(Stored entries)
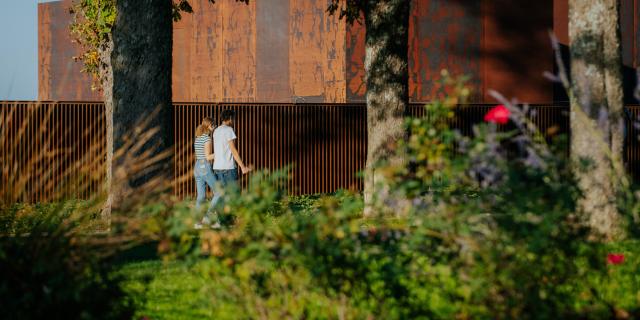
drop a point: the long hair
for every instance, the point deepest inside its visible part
(203, 128)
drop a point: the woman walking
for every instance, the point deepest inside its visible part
(202, 170)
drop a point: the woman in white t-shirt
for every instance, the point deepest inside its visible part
(202, 172)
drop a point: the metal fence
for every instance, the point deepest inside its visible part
(49, 150)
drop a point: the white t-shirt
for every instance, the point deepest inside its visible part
(223, 156)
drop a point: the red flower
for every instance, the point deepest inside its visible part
(615, 258)
(498, 114)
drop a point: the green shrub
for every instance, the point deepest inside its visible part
(475, 227)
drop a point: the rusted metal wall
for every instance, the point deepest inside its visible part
(54, 150)
(59, 76)
(284, 51)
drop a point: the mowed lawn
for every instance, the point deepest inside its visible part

- **What the task asks**:
Only the lines from the one containing "drop a point: the rusted metal wall" through the last line of the records belong in the answer, each written out exactly.

- **Result of this task**:
drop a point: the rusted metal wall
for every instance, the point deepest inside its visible part
(54, 150)
(59, 76)
(284, 51)
drop a point: the mowed lawn
for every instance, the point deepest inside its visible part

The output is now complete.